++++ 本文抜粋 ++++

中韓連携の裏事情

安岡久遠のブログより


中韓連携の裏事情』

 

アベノミクスによる円安・ウォン高によって韓国経済が悪化の一途を辿っています。韓国の主要決済通貨はドルですから、円安は直接的な影響を及ぼすものではありません。現にウォンはドルに対して極端に高くなっているわけではありません。ただ、韓国の主要輸出製品は自動車、電化製品といった日本と競合する分野が多いので、円安によって日本メーカーが価格を下げることができる分、相対的に不利益を被るという図式になっているのです。

 

逆に言えば、この数年間、円高・ウォン安によって韓国製品がどれだけ価格競争で優位に立っていたかということです。特に、パナソニックソニー、シャープといった家電メーカーは軒並み巨額の赤字を余儀なくされ、シャープは倒産寸前まで追い込まれていました。

++++ データ部分 ++++

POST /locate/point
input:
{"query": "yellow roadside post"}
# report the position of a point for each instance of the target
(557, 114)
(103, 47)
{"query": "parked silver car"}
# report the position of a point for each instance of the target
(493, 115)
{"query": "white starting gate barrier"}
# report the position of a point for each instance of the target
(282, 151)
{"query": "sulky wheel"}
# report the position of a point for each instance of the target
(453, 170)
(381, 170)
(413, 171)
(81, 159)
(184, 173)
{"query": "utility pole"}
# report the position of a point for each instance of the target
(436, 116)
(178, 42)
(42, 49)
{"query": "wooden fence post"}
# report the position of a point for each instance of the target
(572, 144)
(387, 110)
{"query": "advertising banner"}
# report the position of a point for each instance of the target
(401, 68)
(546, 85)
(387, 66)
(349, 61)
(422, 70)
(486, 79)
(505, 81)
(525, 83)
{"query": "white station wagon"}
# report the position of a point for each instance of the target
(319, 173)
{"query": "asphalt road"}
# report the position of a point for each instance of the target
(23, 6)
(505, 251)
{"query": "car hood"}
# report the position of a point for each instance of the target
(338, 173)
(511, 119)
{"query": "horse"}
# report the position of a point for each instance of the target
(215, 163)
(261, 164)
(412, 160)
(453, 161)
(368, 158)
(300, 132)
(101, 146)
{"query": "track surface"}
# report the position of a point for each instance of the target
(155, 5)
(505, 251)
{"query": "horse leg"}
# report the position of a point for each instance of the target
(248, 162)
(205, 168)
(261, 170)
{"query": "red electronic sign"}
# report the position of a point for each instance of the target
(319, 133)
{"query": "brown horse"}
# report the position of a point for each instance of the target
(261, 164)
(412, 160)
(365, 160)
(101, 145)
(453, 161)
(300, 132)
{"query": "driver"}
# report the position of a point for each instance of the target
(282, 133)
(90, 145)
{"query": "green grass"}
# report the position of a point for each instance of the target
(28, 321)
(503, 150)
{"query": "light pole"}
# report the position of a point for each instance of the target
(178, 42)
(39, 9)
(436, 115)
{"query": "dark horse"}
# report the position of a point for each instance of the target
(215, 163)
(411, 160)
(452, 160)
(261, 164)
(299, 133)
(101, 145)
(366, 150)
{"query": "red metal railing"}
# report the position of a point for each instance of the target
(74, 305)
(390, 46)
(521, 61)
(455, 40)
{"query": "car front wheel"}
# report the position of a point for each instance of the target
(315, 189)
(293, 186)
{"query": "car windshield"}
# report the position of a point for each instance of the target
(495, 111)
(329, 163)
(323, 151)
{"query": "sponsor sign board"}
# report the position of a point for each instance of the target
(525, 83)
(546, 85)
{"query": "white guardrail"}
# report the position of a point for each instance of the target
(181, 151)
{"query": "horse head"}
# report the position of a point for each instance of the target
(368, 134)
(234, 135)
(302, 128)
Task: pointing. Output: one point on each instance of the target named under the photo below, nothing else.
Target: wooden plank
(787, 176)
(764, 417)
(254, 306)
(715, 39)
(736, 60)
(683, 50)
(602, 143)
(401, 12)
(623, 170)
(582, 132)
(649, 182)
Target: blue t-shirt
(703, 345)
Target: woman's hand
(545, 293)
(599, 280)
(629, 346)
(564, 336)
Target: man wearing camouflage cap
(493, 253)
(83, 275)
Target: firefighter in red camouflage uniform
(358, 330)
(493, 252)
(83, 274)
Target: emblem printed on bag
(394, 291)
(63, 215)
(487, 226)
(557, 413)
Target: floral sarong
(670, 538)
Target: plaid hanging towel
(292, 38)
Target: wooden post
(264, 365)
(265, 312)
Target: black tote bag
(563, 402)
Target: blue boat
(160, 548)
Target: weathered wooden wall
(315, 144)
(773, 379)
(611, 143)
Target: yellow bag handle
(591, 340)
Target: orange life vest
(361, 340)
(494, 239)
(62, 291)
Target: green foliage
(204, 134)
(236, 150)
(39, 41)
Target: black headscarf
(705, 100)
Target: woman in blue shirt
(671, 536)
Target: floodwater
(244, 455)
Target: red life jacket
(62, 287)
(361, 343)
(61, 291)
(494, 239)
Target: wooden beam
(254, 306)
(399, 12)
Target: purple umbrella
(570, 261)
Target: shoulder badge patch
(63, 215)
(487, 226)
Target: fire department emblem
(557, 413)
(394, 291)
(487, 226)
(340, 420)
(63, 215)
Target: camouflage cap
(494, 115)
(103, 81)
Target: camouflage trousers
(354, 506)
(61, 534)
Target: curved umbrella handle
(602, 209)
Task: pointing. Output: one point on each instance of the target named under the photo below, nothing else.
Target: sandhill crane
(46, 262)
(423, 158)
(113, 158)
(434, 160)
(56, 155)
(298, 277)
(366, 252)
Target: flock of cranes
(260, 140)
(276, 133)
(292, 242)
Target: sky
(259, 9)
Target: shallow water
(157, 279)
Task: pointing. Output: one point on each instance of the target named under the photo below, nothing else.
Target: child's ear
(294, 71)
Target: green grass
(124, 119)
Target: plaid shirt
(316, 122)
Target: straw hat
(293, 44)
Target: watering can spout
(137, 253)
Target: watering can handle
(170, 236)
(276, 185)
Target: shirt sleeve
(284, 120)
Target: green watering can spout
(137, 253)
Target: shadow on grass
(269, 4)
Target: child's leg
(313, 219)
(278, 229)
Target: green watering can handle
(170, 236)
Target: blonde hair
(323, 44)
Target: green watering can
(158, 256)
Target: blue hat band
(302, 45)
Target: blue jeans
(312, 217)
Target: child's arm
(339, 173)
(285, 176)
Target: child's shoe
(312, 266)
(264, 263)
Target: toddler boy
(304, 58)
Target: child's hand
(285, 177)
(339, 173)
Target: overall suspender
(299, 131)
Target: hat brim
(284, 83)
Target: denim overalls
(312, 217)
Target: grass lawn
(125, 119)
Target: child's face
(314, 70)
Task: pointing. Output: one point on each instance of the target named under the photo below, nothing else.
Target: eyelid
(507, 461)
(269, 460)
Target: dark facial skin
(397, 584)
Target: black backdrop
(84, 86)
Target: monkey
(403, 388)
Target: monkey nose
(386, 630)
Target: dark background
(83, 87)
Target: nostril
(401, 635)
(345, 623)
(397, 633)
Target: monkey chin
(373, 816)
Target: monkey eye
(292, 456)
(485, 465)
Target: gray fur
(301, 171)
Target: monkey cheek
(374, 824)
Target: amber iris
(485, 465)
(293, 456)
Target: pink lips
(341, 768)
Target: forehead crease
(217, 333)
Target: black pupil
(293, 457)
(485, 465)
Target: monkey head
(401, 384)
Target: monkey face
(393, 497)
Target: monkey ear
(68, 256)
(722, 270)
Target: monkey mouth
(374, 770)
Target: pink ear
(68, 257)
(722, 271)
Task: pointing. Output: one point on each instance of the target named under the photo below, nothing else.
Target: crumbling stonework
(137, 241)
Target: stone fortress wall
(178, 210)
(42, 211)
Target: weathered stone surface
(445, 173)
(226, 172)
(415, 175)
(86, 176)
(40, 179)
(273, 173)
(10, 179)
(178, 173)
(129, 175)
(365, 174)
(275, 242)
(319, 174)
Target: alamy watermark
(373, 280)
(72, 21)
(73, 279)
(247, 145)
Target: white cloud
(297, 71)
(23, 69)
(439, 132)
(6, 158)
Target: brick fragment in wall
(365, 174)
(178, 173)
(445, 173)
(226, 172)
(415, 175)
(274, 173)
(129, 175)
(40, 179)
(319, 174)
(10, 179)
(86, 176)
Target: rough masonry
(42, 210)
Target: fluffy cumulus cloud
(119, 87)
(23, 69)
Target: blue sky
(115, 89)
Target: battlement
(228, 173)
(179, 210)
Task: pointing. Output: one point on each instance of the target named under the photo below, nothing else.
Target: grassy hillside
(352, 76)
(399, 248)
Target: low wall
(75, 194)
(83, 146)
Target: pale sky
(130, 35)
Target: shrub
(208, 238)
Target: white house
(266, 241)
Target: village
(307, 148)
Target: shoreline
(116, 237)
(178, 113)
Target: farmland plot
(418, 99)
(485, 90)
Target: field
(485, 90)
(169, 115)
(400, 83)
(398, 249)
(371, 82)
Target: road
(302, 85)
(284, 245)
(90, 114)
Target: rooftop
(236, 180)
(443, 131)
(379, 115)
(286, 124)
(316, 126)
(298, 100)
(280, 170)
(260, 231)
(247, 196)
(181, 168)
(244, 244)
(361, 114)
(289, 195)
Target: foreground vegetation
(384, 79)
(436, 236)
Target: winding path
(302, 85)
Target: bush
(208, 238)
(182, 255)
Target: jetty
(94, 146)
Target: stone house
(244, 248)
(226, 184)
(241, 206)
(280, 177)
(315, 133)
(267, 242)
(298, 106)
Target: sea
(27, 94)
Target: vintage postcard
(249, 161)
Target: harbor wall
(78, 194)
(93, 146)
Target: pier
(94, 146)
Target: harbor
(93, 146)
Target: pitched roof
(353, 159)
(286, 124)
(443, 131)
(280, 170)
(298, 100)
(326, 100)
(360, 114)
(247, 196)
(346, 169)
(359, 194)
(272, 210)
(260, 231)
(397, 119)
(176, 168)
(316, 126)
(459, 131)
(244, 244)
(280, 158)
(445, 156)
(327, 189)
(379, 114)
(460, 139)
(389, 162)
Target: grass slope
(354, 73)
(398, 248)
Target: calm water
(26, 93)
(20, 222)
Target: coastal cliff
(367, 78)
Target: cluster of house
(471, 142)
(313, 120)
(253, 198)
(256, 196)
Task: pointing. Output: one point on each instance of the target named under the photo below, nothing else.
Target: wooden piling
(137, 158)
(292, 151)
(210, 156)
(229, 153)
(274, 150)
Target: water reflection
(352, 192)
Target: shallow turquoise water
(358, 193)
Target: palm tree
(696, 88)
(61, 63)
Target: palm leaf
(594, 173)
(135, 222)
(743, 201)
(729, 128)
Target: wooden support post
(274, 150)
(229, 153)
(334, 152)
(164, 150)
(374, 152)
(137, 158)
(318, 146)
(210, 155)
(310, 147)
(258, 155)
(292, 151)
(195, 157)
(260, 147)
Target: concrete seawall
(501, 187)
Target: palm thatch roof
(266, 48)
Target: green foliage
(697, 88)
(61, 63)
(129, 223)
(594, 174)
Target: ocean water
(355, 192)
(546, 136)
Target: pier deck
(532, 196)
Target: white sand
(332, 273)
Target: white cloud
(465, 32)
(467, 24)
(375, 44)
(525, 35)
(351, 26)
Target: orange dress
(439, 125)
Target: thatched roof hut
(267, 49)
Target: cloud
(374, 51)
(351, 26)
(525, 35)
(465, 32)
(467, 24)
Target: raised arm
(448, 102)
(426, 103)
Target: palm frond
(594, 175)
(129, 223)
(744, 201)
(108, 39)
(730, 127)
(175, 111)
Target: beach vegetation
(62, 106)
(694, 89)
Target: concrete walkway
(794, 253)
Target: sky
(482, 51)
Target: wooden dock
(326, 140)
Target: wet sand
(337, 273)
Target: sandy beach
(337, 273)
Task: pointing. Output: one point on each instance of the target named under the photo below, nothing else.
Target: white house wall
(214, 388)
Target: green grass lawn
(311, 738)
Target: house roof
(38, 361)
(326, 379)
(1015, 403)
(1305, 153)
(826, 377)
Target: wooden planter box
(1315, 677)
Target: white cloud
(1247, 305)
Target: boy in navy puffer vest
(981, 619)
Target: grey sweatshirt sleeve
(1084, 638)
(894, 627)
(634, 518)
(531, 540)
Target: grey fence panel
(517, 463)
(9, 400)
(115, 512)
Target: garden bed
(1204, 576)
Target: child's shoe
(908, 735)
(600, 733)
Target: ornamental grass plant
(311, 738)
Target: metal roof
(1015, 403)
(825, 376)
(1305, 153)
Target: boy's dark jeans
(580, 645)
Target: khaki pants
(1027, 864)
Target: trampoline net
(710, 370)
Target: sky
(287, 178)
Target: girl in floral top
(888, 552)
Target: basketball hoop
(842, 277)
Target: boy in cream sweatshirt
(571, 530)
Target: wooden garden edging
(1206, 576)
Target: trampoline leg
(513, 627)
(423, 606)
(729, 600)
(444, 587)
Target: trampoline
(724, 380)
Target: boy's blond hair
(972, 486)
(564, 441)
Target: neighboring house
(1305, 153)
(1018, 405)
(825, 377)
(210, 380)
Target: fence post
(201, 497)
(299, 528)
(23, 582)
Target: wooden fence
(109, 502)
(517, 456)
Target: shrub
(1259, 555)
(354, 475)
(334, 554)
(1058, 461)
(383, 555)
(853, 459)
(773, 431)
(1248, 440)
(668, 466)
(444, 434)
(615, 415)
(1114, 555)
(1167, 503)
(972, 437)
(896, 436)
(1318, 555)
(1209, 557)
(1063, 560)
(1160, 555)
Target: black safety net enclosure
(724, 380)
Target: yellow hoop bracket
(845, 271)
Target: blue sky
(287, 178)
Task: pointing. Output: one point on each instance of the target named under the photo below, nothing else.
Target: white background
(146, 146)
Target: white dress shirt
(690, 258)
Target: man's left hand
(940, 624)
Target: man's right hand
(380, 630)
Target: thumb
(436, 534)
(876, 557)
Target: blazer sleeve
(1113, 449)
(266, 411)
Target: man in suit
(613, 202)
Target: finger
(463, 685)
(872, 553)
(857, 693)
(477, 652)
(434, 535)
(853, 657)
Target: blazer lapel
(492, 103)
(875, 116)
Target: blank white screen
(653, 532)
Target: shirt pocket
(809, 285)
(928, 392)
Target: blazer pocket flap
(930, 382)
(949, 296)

++++

*指示 1*: 本文抜粋の「アベノミクスによる円安・ウォ」から「前まで追い込まれていました。」までを、「日本メーカー」を「日本企業」に置き換えて書き直してください。
*指示 2*:
本文抜粋について、次の問いに答えてください。
(a) 韓国の主要決済通貨は何か。
(b) 韓国の主要輸出製品として挙げられているのは何か。
(c) 倒産寸前まで追い込まれていたのはどのメーカーか。

*回答全文 1*:
アベノミクスによる円安・ウォン高によって韓国経済が悪化の一途を辿っています。韓国の主要決済通貨はドルですから、円安は直接的な影響を及ぼすものではありません。現にウォンはドルに対して極端に高くなっているわけではありません。ただ、韓国の主要輸出製品は自動車、電化製品といった日本と競合する分野が多いので、円安によって日本企業が価格を下げることができる分、相対的に不利益を被るという図式になっているのです。

 

逆に言えば、この数年間、円高・ウォン安によって韓国製品がどれだけ価格競争で優位に立っていたかということです。特に、パナソニックソニー、シャープといった家電メーカーは軒並み巨額の赤字を余儀なくされ、シャープは倒産寸前まで追い込まれていました。

*回答全文 2*:
(a) ドル
(b) 自動車、電化製品
(c) シャープ